(Excerpts from point annotation data)
________________________________________
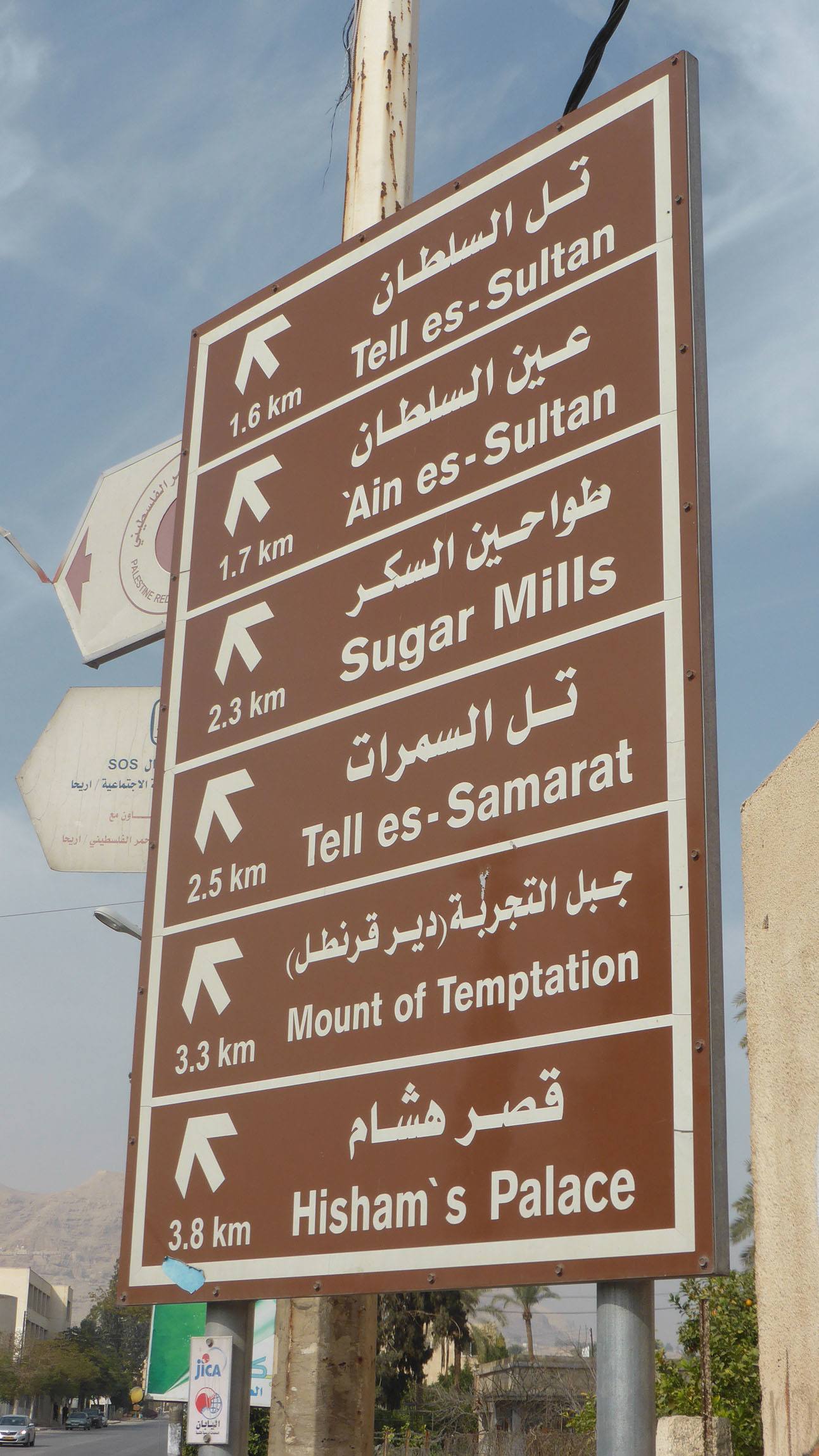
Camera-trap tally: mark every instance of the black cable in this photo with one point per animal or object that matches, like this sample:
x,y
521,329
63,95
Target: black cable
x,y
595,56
________________________________________
■ **Given task**
Recast the lines above as a numbered list, skipping any blank lines and leaving out the pictures.

■ **Problem solution**
1. Camera-trap tally: mark every instance of the black cable in this photo with one point per animal or object that matches, like this sample:
2. x,y
3. 521,329
4. 63,95
5. Target: black cable
6. x,y
7. 595,56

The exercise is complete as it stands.